→ ZIELSETZUNG 1: Welche beiden Spieler nahm Portugals Trainer laut dem Spielbericht über die Partie gegen die Türkei zur Pause vom Platz?
→ ZIELSETZUNG 2: Führen Sie den Spielbericht über die Partie Portugals gegen die Türkei im Anschluss an seinen letzten Satz weiter.

→ VORLIEGENDER TEXT:
* * * * *
Der Rest der Partie war vor allem von portugiesischer Seriosität geprägt. Verteidigungschef Pepe stellte unter Beweis, dass er im Alter von 41 Jahren (und 117 Tagen) eine verlässliche Größe geblieben ist; Torwart Diogo Jota war zur Stelle, als er gefordert war (unter anderem mit einer hervorragenden Fußabwehr gegen Aktürkoglu/31.); und das technisch versierte, im Kurzpassspiel geübte portugiesische Mittelfeld sorgte für die nötige Spielkontrolle.
Portugals Pepe baut seinen Rekord mit jedem weiteren Spiel aus
Zur Pause wechselte Portugals Trainer Roberto Martínez sowohl Rafael Leão als auch Palhinha aus – offenbar eine Vorsichtsmaßnahme, da beide in der ersten Halbzeit gelbe Karten gesehen hatten. Dass Ruben Neves und Pedro Neto auf dem Platz standen, änderte nichts an der absoluten Souveränität, mit der die Portugiesen eine engagiert, aber arg kopflos wirkende türkische Mannschaft dominierten.
* * * * *
→ BEREITGESTELLTES MATERIAL:

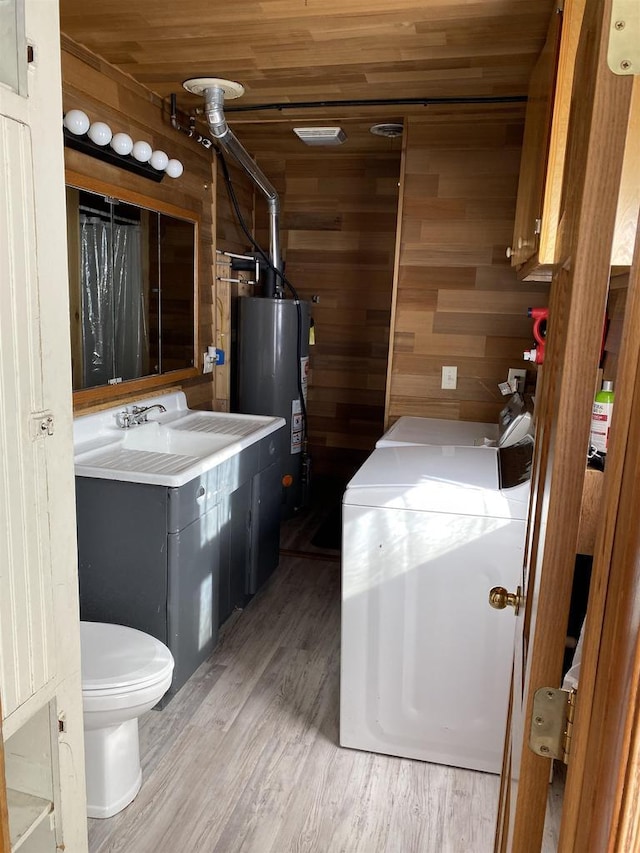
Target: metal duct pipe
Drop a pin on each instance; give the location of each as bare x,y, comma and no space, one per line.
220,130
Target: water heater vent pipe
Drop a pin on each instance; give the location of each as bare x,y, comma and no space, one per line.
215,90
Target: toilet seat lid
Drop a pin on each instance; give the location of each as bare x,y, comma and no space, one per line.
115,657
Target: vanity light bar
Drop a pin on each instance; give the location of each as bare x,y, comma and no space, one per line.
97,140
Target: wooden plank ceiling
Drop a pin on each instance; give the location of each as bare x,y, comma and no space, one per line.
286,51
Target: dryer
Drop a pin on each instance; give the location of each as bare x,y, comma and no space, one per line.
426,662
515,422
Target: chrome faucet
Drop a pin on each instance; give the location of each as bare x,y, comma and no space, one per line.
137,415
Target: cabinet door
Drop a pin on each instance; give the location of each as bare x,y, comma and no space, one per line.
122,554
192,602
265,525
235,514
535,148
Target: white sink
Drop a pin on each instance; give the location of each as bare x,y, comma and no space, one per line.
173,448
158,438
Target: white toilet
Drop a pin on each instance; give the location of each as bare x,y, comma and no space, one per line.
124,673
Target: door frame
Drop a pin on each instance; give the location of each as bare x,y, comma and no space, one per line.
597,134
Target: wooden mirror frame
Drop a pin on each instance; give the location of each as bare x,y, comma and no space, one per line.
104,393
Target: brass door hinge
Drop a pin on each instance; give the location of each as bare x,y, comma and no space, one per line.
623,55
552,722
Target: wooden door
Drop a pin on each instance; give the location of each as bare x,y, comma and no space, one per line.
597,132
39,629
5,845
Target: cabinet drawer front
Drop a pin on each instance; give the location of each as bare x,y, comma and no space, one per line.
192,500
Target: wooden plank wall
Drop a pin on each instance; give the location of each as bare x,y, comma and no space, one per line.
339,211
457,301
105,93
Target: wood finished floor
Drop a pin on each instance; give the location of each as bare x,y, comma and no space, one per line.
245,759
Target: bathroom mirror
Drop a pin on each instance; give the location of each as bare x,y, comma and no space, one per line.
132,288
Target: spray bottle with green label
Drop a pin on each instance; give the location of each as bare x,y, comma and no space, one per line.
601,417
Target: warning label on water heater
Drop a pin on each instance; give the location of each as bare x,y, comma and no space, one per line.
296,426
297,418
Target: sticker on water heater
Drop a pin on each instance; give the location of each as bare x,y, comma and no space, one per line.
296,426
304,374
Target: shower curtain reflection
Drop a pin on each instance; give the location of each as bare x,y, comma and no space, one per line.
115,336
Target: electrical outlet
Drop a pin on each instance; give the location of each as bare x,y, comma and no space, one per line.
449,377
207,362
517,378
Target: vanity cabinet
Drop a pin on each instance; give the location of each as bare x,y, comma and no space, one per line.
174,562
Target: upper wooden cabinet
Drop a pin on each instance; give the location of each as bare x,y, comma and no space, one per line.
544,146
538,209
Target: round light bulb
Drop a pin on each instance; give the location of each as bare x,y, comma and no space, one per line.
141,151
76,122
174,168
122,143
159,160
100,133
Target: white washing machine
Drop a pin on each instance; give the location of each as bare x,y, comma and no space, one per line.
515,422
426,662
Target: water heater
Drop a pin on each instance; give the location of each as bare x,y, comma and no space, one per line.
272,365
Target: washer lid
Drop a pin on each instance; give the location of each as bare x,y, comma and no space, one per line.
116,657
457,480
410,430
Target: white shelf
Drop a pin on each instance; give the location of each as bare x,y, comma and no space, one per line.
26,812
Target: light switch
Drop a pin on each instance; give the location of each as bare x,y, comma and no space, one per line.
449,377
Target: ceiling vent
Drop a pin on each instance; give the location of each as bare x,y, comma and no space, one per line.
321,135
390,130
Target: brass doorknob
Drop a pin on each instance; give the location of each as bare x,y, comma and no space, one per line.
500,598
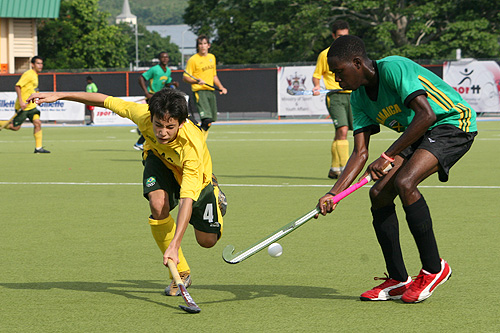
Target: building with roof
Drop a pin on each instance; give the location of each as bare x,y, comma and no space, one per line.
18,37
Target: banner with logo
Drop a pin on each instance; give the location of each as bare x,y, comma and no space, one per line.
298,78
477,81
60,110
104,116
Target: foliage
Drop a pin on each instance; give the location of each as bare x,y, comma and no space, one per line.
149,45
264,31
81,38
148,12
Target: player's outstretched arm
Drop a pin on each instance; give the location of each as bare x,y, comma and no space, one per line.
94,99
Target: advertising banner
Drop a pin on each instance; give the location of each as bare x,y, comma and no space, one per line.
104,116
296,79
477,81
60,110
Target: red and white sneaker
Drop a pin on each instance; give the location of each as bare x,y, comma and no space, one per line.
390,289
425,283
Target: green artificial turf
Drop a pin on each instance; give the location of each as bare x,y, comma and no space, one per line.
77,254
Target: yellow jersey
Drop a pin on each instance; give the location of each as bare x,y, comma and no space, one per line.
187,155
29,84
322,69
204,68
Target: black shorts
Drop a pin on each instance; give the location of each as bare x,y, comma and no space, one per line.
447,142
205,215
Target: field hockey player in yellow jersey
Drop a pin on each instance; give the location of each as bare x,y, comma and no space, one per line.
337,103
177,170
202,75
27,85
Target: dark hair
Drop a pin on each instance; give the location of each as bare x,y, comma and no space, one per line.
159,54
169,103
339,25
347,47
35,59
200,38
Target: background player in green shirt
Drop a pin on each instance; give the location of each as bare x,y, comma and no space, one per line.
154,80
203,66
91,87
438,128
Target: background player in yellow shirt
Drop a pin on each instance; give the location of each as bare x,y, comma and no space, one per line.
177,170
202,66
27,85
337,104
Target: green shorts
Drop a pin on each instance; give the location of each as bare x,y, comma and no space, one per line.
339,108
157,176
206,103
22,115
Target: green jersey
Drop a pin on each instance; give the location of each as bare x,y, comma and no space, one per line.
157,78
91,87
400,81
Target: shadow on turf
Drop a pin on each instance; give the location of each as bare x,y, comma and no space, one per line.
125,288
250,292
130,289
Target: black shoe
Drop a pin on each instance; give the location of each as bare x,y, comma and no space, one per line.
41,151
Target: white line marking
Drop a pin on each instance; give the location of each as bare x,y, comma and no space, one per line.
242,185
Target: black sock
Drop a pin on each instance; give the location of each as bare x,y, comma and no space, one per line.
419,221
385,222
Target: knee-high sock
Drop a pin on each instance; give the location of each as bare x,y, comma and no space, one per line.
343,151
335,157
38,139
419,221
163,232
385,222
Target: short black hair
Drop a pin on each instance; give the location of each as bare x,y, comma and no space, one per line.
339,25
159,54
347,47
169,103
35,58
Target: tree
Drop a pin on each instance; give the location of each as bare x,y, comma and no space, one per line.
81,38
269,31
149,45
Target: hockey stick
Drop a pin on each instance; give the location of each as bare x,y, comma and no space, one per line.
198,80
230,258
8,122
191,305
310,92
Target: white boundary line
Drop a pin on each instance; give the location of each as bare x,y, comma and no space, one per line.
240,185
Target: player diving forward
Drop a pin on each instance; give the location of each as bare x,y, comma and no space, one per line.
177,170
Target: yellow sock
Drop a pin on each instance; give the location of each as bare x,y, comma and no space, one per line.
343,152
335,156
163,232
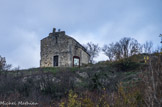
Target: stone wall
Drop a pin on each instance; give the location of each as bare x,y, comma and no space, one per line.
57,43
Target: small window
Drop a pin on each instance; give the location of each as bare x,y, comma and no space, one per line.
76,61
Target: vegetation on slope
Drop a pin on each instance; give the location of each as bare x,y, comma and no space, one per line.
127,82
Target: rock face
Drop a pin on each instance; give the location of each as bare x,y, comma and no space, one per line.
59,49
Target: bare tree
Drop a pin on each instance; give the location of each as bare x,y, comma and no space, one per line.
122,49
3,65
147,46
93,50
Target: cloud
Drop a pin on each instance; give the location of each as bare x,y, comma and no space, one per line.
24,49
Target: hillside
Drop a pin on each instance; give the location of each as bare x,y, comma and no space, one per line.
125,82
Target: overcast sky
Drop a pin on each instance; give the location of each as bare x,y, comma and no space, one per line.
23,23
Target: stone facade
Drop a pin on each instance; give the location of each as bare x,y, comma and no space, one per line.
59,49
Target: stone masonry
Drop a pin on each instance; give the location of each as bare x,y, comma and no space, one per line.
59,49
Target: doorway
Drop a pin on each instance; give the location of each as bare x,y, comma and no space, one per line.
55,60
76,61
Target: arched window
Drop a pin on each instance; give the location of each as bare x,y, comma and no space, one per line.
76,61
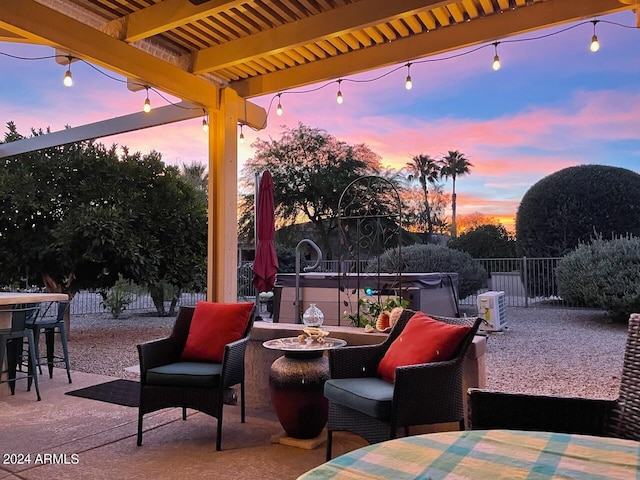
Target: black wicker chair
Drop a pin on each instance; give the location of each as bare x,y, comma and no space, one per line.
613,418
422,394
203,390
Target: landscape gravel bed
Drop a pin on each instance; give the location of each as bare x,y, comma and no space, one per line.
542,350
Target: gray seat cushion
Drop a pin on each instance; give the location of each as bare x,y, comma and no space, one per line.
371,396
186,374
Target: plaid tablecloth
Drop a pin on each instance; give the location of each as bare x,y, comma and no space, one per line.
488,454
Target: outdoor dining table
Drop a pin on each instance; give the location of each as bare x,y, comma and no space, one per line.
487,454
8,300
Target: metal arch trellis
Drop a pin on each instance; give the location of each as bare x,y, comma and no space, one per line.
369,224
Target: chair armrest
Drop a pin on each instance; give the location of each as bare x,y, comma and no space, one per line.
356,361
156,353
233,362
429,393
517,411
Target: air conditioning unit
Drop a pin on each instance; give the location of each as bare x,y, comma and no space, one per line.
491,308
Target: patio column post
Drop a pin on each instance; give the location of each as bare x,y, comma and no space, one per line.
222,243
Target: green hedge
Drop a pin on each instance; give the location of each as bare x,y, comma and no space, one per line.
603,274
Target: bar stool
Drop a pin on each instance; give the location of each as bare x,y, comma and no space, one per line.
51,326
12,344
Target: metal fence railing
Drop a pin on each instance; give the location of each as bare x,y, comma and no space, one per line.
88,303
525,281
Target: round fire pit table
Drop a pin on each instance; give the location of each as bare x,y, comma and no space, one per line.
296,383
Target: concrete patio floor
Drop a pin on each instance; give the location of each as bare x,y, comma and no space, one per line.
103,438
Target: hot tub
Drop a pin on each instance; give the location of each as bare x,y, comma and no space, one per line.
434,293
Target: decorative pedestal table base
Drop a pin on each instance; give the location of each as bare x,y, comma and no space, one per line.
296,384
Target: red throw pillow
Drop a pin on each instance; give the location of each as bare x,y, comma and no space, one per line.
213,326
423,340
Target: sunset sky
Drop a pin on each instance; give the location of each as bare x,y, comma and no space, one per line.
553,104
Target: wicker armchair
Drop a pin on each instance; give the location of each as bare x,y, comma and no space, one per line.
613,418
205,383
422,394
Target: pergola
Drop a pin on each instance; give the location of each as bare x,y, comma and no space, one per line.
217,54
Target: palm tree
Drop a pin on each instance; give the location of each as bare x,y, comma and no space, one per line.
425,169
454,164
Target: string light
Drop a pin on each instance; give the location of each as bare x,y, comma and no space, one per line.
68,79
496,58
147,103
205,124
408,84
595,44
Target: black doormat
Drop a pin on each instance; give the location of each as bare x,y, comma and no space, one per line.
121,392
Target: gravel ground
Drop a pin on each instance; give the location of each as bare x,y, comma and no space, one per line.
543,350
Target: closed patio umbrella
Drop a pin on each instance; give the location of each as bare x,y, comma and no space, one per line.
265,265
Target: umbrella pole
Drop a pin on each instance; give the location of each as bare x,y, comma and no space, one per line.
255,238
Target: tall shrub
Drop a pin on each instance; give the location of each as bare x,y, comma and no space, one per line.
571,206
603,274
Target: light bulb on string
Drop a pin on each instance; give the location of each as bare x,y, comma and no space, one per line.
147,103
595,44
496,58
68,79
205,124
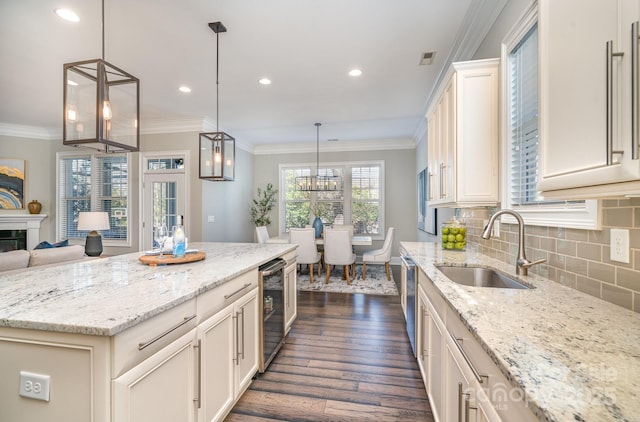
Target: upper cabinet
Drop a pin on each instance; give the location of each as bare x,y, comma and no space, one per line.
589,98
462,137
* * * * *
→ LÖSUNG 1: Rafael Leão und Palhinha.

→ LÖSUNG 2:
Es gab noch Jubelszenen. Das Publikum johlte, als Ronaldo den Altruisten in sich entdeckte, weil er den Ball quer auf Bruno Fernandes legte, auf dass der Mittelfeldspieler das 3:0 erziele (56.). Zuvor hatte Ronaldo nach Pass von Vitinha allein aufs türkische Tor laufen dürfen, weil Celik offenbar auf einer Bananenschale ausrutschte, als er versuchte, Teil einer Abseitsfalle zu werden. Ein Grundschüler wurde bejubelt, weil er die Ordner narrte und ein Selfie mit Ronaldo schoss (zwei weitere Flitzer hingegen wurden ausgebuht). Und das Publikum erhob sich noch für zwei Spieler. Für den 19-jährigen Arda Güler, der in der 70. Minute eingewechselt wurde, ohne dem Spiel auch nur den Ansatz einer Wende geben zu können. Und für Pepe, der seinen Rekord als ältester Spieler der EM-Geschichte mit jedem Spieltag ein wenig mehr ausbaut – und noch weiter ausbauen wird.